[begin Supplied data]

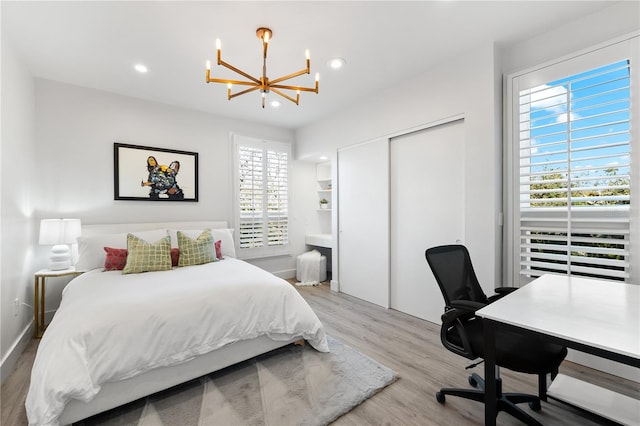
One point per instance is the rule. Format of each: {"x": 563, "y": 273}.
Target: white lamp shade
{"x": 59, "y": 231}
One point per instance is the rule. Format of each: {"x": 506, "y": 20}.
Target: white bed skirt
{"x": 114, "y": 394}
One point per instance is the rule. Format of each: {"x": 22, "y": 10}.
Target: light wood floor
{"x": 406, "y": 344}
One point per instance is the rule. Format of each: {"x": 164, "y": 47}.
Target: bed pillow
{"x": 225, "y": 236}
{"x": 218, "y": 250}
{"x": 175, "y": 256}
{"x": 115, "y": 259}
{"x": 227, "y": 245}
{"x": 91, "y": 249}
{"x": 196, "y": 251}
{"x": 143, "y": 256}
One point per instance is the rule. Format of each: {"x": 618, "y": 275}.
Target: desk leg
{"x": 490, "y": 401}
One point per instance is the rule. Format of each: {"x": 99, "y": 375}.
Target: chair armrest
{"x": 467, "y": 305}
{"x": 455, "y": 316}
{"x": 501, "y": 292}
{"x": 505, "y": 290}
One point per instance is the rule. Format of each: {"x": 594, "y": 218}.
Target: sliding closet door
{"x": 363, "y": 221}
{"x": 427, "y": 209}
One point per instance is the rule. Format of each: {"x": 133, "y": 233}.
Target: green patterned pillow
{"x": 145, "y": 257}
{"x": 198, "y": 251}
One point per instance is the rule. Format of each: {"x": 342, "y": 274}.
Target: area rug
{"x": 294, "y": 385}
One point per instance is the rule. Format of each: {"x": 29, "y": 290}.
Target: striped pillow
{"x": 196, "y": 251}
{"x": 145, "y": 257}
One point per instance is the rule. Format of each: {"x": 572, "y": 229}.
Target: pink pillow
{"x": 116, "y": 259}
{"x": 175, "y": 256}
{"x": 219, "y": 249}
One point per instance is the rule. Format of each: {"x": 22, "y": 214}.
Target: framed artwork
{"x": 154, "y": 174}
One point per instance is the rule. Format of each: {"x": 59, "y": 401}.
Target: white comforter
{"x": 111, "y": 326}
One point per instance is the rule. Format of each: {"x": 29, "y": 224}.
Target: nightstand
{"x": 38, "y": 296}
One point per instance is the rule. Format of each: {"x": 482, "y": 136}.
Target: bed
{"x": 118, "y": 337}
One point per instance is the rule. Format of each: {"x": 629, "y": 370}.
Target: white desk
{"x": 597, "y": 317}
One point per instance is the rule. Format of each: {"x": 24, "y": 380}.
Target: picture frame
{"x": 144, "y": 173}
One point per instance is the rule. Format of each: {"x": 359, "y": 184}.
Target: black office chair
{"x": 462, "y": 333}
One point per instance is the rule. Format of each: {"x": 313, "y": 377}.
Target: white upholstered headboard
{"x": 114, "y": 228}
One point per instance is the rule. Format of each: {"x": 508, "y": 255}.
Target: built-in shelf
{"x": 319, "y": 240}
{"x": 324, "y": 192}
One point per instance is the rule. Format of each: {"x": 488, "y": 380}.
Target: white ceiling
{"x": 96, "y": 44}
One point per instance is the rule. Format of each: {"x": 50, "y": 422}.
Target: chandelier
{"x": 263, "y": 83}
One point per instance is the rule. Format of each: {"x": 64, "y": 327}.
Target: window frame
{"x": 619, "y": 49}
{"x": 265, "y": 145}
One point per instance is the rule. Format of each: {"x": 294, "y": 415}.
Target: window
{"x": 572, "y": 168}
{"x": 261, "y": 186}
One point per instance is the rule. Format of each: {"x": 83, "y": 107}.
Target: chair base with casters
{"x": 504, "y": 401}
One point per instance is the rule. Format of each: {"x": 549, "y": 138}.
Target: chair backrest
{"x": 452, "y": 268}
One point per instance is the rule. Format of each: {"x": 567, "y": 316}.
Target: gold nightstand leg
{"x": 36, "y": 302}
{"x": 42, "y": 306}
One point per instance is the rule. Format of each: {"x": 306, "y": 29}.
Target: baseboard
{"x": 615, "y": 368}
{"x": 13, "y": 355}
{"x": 286, "y": 274}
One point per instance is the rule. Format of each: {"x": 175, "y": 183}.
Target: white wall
{"x": 468, "y": 84}
{"x": 17, "y": 153}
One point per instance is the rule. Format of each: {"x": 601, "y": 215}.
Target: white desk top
{"x": 601, "y": 314}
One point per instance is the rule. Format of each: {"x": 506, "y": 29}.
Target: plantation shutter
{"x": 574, "y": 175}
{"x": 251, "y": 188}
{"x": 262, "y": 194}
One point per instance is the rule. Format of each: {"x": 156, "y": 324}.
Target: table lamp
{"x": 59, "y": 233}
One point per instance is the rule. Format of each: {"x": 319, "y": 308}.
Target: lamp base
{"x": 60, "y": 257}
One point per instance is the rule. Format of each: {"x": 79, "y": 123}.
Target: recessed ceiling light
{"x": 140, "y": 68}
{"x": 336, "y": 63}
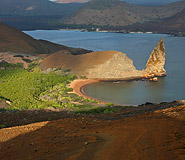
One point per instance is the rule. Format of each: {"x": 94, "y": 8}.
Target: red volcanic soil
{"x": 72, "y": 1}
{"x": 157, "y": 135}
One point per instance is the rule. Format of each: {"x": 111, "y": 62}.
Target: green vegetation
{"x": 23, "y": 88}
{"x": 30, "y": 88}
{"x": 98, "y": 110}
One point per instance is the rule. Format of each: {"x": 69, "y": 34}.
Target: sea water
{"x": 138, "y": 47}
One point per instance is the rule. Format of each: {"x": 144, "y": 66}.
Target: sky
{"x": 147, "y": 2}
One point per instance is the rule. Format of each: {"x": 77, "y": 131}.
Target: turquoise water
{"x": 138, "y": 47}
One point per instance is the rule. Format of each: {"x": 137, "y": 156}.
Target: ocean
{"x": 138, "y": 47}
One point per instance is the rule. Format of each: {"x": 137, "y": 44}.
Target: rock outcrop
{"x": 108, "y": 65}
{"x": 156, "y": 62}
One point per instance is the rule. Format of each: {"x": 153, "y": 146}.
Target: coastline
{"x": 78, "y": 84}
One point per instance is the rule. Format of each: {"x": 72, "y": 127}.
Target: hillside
{"x": 117, "y": 13}
{"x": 13, "y": 40}
{"x": 35, "y": 8}
{"x": 107, "y": 65}
{"x": 72, "y": 1}
{"x": 174, "y": 24}
{"x": 34, "y": 14}
{"x": 157, "y": 135}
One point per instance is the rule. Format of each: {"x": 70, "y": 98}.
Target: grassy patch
{"x": 97, "y": 110}
{"x": 23, "y": 88}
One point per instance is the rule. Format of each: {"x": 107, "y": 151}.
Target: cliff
{"x": 107, "y": 65}
{"x": 156, "y": 61}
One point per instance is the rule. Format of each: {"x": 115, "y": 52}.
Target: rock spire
{"x": 156, "y": 61}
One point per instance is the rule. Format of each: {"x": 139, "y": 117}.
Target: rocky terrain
{"x": 118, "y": 13}
{"x": 72, "y": 1}
{"x": 15, "y": 41}
{"x": 174, "y": 24}
{"x": 107, "y": 65}
{"x": 153, "y": 135}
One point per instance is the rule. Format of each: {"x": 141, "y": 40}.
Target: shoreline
{"x": 78, "y": 84}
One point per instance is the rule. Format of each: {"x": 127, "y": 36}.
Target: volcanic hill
{"x": 118, "y": 13}
{"x": 15, "y": 41}
{"x": 107, "y": 65}
{"x": 72, "y": 1}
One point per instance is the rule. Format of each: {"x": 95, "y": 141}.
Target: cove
{"x": 138, "y": 47}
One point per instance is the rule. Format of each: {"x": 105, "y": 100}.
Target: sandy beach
{"x": 78, "y": 84}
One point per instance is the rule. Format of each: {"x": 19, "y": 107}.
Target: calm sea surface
{"x": 138, "y": 47}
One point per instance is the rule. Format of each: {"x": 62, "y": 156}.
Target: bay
{"x": 138, "y": 47}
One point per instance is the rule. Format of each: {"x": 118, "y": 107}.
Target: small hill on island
{"x": 15, "y": 41}
{"x": 107, "y": 65}
{"x": 72, "y": 1}
{"x": 118, "y": 13}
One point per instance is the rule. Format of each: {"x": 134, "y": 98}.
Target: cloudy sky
{"x": 146, "y": 1}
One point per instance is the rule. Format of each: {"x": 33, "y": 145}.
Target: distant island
{"x": 45, "y": 115}
{"x": 104, "y": 15}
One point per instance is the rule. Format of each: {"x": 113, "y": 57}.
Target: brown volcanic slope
{"x": 72, "y": 1}
{"x": 117, "y": 13}
{"x": 13, "y": 40}
{"x": 95, "y": 65}
{"x": 159, "y": 135}
{"x": 107, "y": 65}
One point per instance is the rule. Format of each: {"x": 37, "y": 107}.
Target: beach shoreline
{"x": 78, "y": 84}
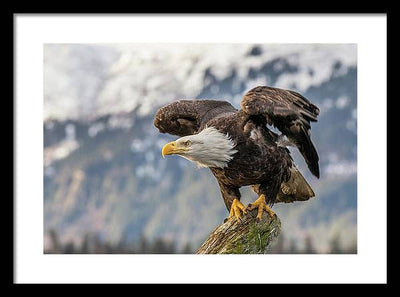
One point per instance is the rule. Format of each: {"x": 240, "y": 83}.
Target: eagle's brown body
{"x": 259, "y": 161}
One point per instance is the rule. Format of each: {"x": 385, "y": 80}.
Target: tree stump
{"x": 250, "y": 236}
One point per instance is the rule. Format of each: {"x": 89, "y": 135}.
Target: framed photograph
{"x": 148, "y": 141}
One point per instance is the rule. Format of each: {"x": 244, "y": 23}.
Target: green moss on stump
{"x": 250, "y": 236}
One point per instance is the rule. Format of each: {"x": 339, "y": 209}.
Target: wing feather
{"x": 291, "y": 113}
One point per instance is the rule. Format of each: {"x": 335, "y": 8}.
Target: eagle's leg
{"x": 261, "y": 205}
{"x": 236, "y": 208}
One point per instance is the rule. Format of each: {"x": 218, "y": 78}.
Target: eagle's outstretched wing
{"x": 288, "y": 111}
{"x": 187, "y": 117}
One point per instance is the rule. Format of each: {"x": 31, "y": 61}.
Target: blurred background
{"x": 108, "y": 190}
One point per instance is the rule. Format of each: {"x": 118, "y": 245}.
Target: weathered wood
{"x": 250, "y": 236}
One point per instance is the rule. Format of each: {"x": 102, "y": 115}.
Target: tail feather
{"x": 308, "y": 151}
{"x": 296, "y": 189}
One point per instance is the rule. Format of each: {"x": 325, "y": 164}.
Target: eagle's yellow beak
{"x": 169, "y": 149}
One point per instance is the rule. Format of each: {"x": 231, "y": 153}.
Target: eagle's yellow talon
{"x": 261, "y": 205}
{"x": 236, "y": 208}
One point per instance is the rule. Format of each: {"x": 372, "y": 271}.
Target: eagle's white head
{"x": 209, "y": 148}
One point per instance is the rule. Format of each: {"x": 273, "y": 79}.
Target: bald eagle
{"x": 239, "y": 147}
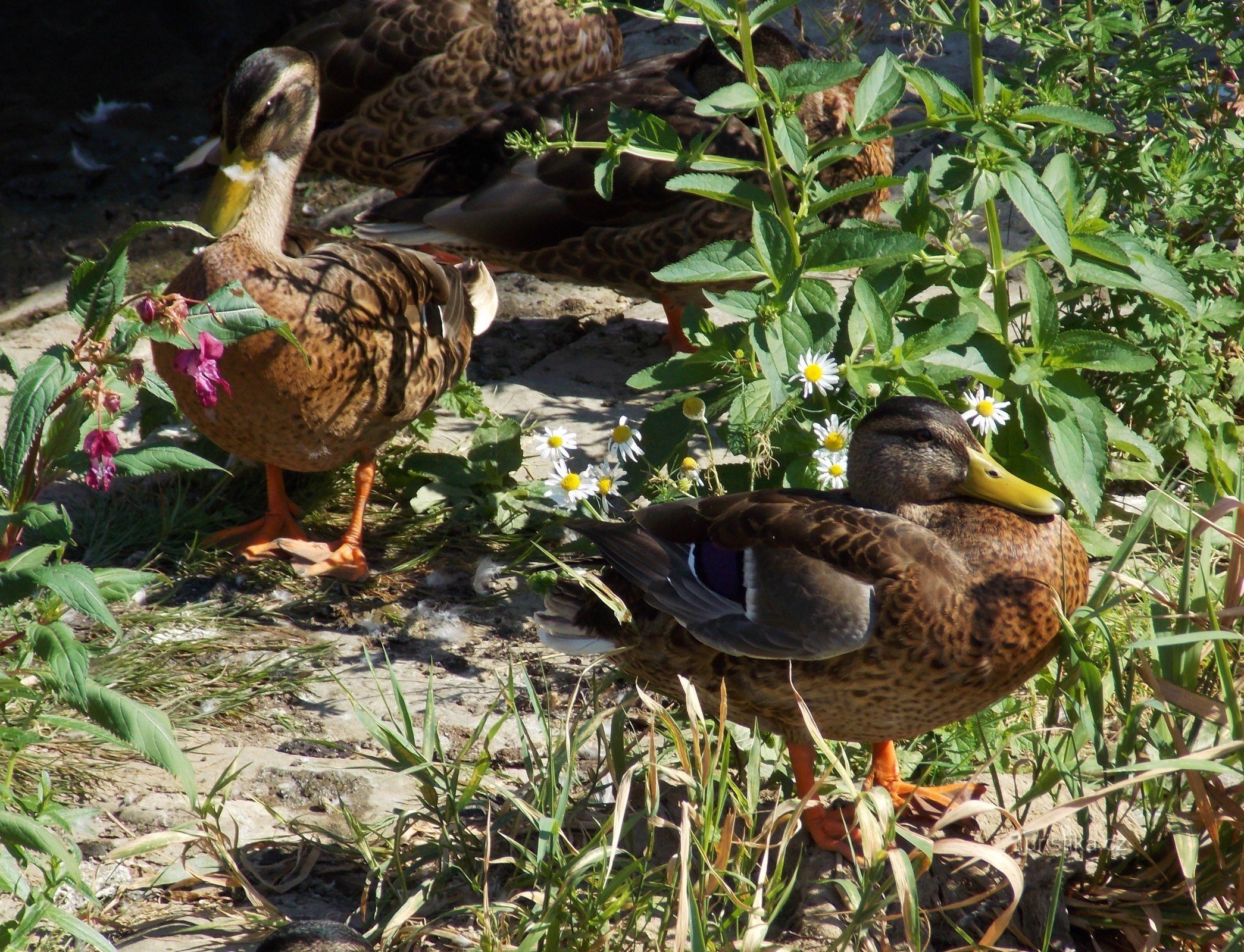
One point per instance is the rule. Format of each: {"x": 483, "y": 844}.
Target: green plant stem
{"x": 997, "y": 255}
{"x": 777, "y": 180}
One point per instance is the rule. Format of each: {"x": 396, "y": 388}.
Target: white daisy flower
{"x": 557, "y": 444}
{"x": 689, "y": 470}
{"x": 986, "y": 413}
{"x": 832, "y": 469}
{"x": 817, "y": 371}
{"x": 625, "y": 441}
{"x": 610, "y": 479}
{"x": 569, "y": 488}
{"x": 833, "y": 436}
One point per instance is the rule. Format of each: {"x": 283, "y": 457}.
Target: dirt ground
{"x": 558, "y": 353}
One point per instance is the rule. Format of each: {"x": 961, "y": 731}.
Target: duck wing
{"x": 779, "y": 573}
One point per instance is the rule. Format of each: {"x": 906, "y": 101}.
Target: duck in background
{"x": 399, "y": 76}
{"x": 385, "y": 331}
{"x": 926, "y": 592}
{"x": 543, "y": 215}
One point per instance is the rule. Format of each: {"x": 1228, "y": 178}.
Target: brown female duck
{"x": 923, "y": 594}
{"x": 398, "y": 76}
{"x": 544, "y": 217}
{"x": 385, "y": 330}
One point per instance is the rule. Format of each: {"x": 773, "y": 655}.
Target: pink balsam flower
{"x": 201, "y": 363}
{"x": 101, "y": 446}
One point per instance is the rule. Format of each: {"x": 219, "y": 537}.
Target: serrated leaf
{"x": 720, "y": 261}
{"x": 879, "y": 91}
{"x": 736, "y": 99}
{"x": 147, "y": 460}
{"x": 75, "y": 585}
{"x": 881, "y": 326}
{"x": 1043, "y": 306}
{"x": 1035, "y": 203}
{"x": 792, "y": 142}
{"x": 823, "y": 199}
{"x": 773, "y": 244}
{"x": 140, "y": 727}
{"x": 809, "y": 76}
{"x": 1098, "y": 351}
{"x": 844, "y": 248}
{"x": 66, "y": 659}
{"x": 723, "y": 188}
{"x": 1067, "y": 116}
{"x": 37, "y": 389}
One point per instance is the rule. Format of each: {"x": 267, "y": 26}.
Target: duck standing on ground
{"x": 385, "y": 331}
{"x": 543, "y": 215}
{"x": 924, "y": 593}
{"x": 315, "y": 936}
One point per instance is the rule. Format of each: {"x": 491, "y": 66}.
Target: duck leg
{"x": 674, "y": 336}
{"x": 924, "y": 802}
{"x": 829, "y": 829}
{"x": 257, "y": 540}
{"x": 346, "y": 558}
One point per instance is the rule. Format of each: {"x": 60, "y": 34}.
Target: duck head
{"x": 911, "y": 450}
{"x": 269, "y": 120}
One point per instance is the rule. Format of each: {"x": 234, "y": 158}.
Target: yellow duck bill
{"x": 987, "y": 480}
{"x": 229, "y": 193}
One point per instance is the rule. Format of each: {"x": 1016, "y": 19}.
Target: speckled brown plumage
{"x": 962, "y": 597}
{"x": 545, "y": 217}
{"x": 399, "y": 76}
{"x": 357, "y": 310}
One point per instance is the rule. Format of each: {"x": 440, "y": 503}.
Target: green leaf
{"x": 140, "y": 727}
{"x": 879, "y": 91}
{"x": 1038, "y": 205}
{"x": 951, "y": 332}
{"x": 147, "y": 460}
{"x": 1098, "y": 351}
{"x": 1076, "y": 438}
{"x": 1043, "y": 306}
{"x": 723, "y": 188}
{"x": 720, "y": 261}
{"x": 75, "y": 585}
{"x": 792, "y": 142}
{"x": 66, "y": 658}
{"x": 96, "y": 289}
{"x": 844, "y": 248}
{"x": 37, "y": 389}
{"x": 1067, "y": 116}
{"x": 881, "y": 326}
{"x": 729, "y": 100}
{"x": 809, "y": 76}
{"x": 773, "y": 244}
{"x": 823, "y": 199}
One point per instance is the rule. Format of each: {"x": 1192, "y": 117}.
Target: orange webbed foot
{"x": 345, "y": 561}
{"x": 258, "y": 540}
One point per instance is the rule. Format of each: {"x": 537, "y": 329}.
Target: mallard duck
{"x": 398, "y": 76}
{"x": 315, "y": 936}
{"x": 544, "y": 217}
{"x": 924, "y": 593}
{"x": 386, "y": 331}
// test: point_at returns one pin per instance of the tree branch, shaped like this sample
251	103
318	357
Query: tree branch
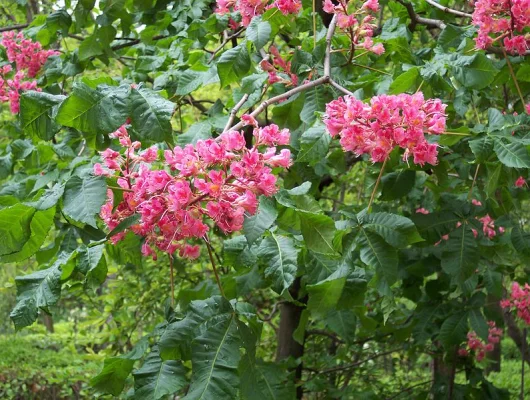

[end Supplied data]

— Problem description —
Copy out the stretch of the entries from the line containing "like this sample" through the end of the entries. Leave the pictures out of your answer.

— Worked solution —
// test: point_at returns one pin per instance of the tree branch, shaped like this sample
251	103
318	357
Query: tree branch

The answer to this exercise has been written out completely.